> [Problem requirements] Write out the records beneath this line exactly as they appear, minus any images.

═══ Data to process ═══

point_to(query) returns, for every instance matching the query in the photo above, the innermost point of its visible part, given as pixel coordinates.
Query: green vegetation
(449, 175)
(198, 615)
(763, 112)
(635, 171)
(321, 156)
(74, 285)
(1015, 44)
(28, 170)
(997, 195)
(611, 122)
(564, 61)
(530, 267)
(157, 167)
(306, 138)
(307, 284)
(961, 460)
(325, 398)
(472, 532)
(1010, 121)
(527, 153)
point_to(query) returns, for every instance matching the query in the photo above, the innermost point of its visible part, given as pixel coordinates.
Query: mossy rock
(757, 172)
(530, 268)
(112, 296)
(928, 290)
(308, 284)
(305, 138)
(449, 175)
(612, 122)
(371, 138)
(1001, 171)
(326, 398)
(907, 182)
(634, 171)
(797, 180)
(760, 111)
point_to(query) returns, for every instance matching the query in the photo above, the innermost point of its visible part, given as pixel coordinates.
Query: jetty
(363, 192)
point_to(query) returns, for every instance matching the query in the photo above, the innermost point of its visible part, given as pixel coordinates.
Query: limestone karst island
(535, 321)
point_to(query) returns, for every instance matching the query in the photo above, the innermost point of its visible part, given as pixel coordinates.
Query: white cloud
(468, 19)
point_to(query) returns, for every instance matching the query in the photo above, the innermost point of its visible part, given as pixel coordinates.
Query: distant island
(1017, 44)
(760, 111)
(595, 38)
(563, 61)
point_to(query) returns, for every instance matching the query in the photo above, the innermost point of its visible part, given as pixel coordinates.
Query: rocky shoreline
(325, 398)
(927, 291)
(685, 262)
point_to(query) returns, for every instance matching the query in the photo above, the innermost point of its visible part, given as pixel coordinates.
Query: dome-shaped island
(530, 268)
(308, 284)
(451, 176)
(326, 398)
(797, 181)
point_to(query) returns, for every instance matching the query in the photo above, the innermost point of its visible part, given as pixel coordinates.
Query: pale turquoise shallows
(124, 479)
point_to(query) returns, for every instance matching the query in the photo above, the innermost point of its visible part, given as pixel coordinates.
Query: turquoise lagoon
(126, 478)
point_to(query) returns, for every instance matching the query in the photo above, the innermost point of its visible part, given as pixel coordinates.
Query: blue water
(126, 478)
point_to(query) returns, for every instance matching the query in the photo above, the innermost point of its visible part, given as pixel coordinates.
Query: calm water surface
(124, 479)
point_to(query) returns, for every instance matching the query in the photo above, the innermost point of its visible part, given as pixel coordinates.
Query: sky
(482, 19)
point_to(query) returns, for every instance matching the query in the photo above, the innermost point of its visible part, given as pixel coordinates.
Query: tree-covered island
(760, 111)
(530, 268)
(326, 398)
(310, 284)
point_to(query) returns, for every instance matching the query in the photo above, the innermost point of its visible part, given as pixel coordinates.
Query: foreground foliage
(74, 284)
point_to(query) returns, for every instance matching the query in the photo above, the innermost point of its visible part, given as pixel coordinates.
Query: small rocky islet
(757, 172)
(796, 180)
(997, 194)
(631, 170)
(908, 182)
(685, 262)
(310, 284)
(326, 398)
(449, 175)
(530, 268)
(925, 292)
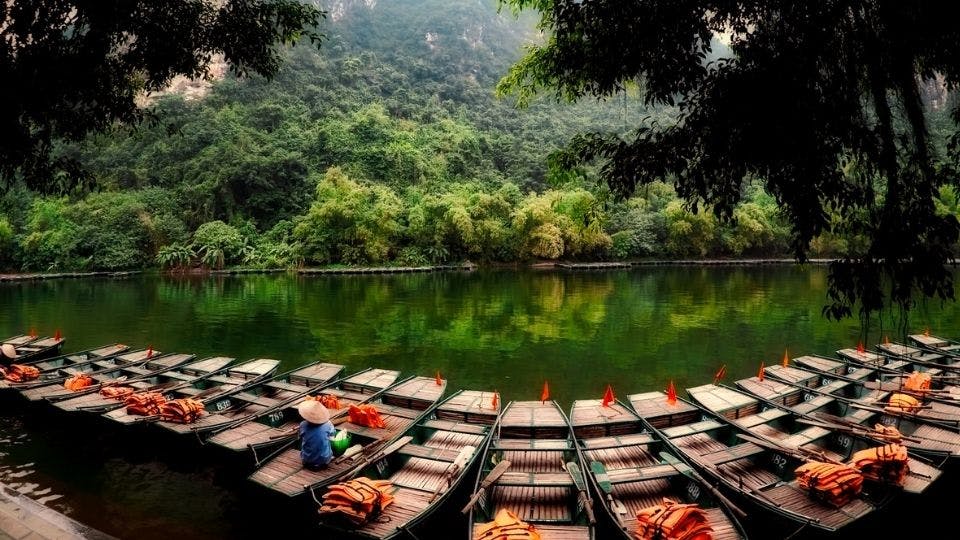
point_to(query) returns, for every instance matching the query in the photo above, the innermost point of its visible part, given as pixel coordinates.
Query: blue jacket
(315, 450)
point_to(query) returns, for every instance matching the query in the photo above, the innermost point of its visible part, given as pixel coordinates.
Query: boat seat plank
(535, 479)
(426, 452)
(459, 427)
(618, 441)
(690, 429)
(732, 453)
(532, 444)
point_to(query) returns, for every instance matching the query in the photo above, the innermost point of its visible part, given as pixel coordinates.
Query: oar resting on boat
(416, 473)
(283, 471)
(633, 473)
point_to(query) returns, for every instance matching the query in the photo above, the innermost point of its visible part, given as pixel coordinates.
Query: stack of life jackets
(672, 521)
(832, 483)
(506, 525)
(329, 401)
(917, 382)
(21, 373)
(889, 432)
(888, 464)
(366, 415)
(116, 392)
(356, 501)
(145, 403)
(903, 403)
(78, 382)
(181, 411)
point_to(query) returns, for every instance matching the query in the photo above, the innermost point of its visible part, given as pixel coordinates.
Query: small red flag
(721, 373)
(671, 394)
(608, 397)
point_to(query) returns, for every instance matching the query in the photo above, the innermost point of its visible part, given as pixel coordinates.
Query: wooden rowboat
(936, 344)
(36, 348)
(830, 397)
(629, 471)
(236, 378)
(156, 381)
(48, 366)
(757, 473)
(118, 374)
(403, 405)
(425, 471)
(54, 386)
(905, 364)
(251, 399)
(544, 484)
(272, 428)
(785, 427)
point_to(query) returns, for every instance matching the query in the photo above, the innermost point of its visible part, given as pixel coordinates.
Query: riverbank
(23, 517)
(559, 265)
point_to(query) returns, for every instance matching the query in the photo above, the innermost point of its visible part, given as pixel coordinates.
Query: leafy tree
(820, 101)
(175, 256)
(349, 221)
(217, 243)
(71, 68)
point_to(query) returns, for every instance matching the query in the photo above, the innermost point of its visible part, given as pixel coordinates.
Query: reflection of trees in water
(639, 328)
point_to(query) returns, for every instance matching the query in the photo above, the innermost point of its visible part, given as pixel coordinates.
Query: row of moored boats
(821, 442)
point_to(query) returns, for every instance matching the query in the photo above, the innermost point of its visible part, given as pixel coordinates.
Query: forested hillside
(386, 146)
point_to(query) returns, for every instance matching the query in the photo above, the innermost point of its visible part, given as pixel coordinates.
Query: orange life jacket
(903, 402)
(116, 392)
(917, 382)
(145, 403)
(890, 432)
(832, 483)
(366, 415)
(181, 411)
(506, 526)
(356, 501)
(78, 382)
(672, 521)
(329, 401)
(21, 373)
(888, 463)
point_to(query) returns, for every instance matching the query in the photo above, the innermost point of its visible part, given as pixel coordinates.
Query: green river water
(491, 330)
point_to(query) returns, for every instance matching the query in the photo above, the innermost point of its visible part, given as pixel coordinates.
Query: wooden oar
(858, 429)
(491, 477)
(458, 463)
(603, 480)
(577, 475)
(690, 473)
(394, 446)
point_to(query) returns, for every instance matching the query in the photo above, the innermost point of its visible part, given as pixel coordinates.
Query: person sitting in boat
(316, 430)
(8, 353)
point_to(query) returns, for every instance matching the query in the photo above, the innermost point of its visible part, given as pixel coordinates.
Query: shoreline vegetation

═══

> [The response]
point_to(query) returns, for every instance matching the query in the photo above, the innermost point of its visible part, given as pixel coordinates.
Query: green vegetation
(449, 175)
(198, 615)
(763, 112)
(635, 171)
(321, 156)
(74, 285)
(1015, 44)
(28, 170)
(997, 195)
(611, 122)
(564, 61)
(530, 267)
(157, 167)
(306, 138)
(307, 284)
(961, 460)
(325, 398)
(472, 532)
(1010, 121)
(527, 153)
point_to(query) returns, for every instance matching the query in the photo above, the innermost point of its visible part, given as pixel coordinates.
Query: mossy rock
(757, 172)
(530, 268)
(112, 296)
(928, 290)
(308, 284)
(305, 138)
(449, 175)
(612, 122)
(371, 138)
(1001, 171)
(326, 398)
(907, 182)
(634, 171)
(797, 180)
(760, 111)
point_to(query) returns, for every instance matching the query in the photo above, the innermost point of its visible part, given as pixel coordinates.
Query: jetty
(363, 192)
point_to(query) returns, for every instance matching the query in the photo above, the innermost point of its visible part, given as pixel coordinates.
Query: limestone karst island
(535, 321)
point_to(query) returns, for every instance matching the query in the photo above, the innermost point of its visible part, given as pixel coordinates.
Query: white cloud
(468, 19)
point_to(query) returns, for every instance matching the query in the photo above, the innermost point of its visible part, given as pixel coordinates.
Query: distant island
(1017, 44)
(760, 111)
(595, 38)
(563, 61)
point_to(query) returns, for every instance matching the query in the photo above, the innermost point of its visible part, given as pixel coordinates.
Query: rocky shoreline
(325, 398)
(927, 291)
(685, 262)
point_to(query) returns, for every instance matching the query in the photo above, the innermost point of its visible part, given as pixel coordinates.
Query: dome-shaped island
(530, 268)
(308, 284)
(451, 176)
(326, 398)
(797, 181)
point_to(query) returns, for every instance matching the query in the photo above, the innermost point of its visible part, given as pixel coordinates.
Query: pale turquoise shallows
(124, 479)
point_to(query) returns, for every instance matching the query in the photo above, the innermost point of its visible part, given as pixel coordinates.
Query: turquoise lagoon
(126, 478)
point_to(query) returns, for every instance matching the query in the photo above, the innermost point of its visible part, given as pixel coordinates.
Query: blue water
(126, 478)
point_to(query) returns, for every instance matching the query in the photo above, the innermost point of its visible part, given as pixel coordinates.
Query: calm water surface
(124, 479)
point_to(query) returns, for every instance matching the query in the photo above, the innermost point of its visible part, given as pixel coordinates.
Query: sky
(482, 19)
point_to(query) returns, for every instance matching the query in the photo above, the innermost point of its visible part, given as pixel coordinates.
Query: tree-covered island
(760, 111)
(530, 268)
(326, 398)
(310, 284)
point_to(query) returns, for every instance matching the query in the photo above, the innermost point of its visible part, given as pixel coordinates.
Query: foreground foliage
(74, 284)
point_to(query) returns, for every instance matching the query in the photo above, the innermost point of its visible part, given as pixel coordinates.
Query: small rocky islet
(757, 172)
(796, 180)
(997, 194)
(631, 170)
(908, 182)
(685, 262)
(310, 284)
(326, 398)
(449, 175)
(530, 268)
(925, 292)
point_to(query) returns, for every instance matching the query in the photo above, the innermost point of its visible part, given as pixel coordinates.
Query: blue jacket
(315, 450)
point_to(query) returns, for every instance matching the query in the photo above, the innermost point of its visible part, given as pixel coordinates.
Query: boat seat plank
(535, 479)
(426, 452)
(459, 427)
(618, 441)
(690, 429)
(732, 453)
(532, 444)
point_to(query) returns, for every instance matching the query in the photo above, the innermost point of its visible part, given as pixel coordinates.
Query: oar resting on boat
(416, 473)
(283, 471)
(633, 473)
point_to(query) returns, for every instance matching the query in the photo above, the innermost point of its visible part, given as pixel coordinates.
Query: stack of life jackets
(672, 521)
(832, 483)
(506, 525)
(329, 401)
(917, 382)
(21, 373)
(889, 432)
(888, 464)
(366, 415)
(116, 392)
(356, 501)
(145, 403)
(903, 403)
(78, 382)
(181, 411)
point_to(query) returns, for every instance matching the query in the photo above, the innermost point of its visible part, given as pixel coordinates.
Query: small red flag
(721, 373)
(671, 394)
(608, 397)
point_to(query) returns, for every instance matching the query in the photo above, the innermost point of its visible part, given as pixel coordinates.
Query: wooden rowboat
(936, 344)
(36, 348)
(830, 397)
(629, 471)
(236, 378)
(156, 381)
(48, 366)
(757, 473)
(118, 374)
(403, 405)
(425, 471)
(54, 386)
(905, 364)
(251, 399)
(544, 484)
(272, 428)
(785, 427)
point_to(query) returns, for every instance matching the query in the photo above, the innermost point of its visible part, given as pixel coordinates.
Query: riverbank
(23, 517)
(559, 265)
point_to(query) returns, for every instance matching the query in the photo above, the innermost point of its visible part, given as pixel coordinates.
Query: leafy tree
(820, 101)
(175, 256)
(349, 221)
(217, 243)
(71, 68)
point_to(query) returns, for every instance matching the query in the photo above, the innermost point of its visible part, given as pixel coordinates.
Query: reflection of trees in water
(639, 328)
point_to(query) returns, for every instance matching the query in the photo above, the innermost point of its visible part, given as pixel coordinates.
Query: row of moored boats
(821, 442)
point_to(query) returns, for every instance matching the query in the photo above, the innermost point of its visible part, given as pixel coordinates.
Query: forested hillside
(386, 146)
point_to(query) returns, for every instance matching the query in the photo above, the innermost point of its visible part, given as pixel coordinates.
Query: orange life jacket
(903, 402)
(116, 392)
(917, 382)
(145, 403)
(890, 432)
(832, 483)
(366, 415)
(181, 411)
(506, 526)
(356, 501)
(78, 382)
(672, 521)
(329, 401)
(21, 373)
(888, 463)
point_to(query) returns, for every instance matching the query in the photo above, the innermost point of its visible part, given as pixel coordinates.
Query: green river water
(491, 330)
point_to(query) returns, for every instance matching the query in the photo above, the innermost point of its visible part, given as pixel coordinates.
Query: wooden oar
(858, 429)
(491, 477)
(458, 463)
(603, 480)
(577, 475)
(690, 473)
(394, 446)
point_to(query) returns, for every instance matching the query in the photo above, the innermost point of its visible part, given as pixel coordinates.
Query: person sitting in boat
(316, 430)
(8, 353)
point_to(query) returns, for every instance matching the query in the photo above, the innermost point of its visible part, given as pixel coordinates.
Query: shoreline vegetation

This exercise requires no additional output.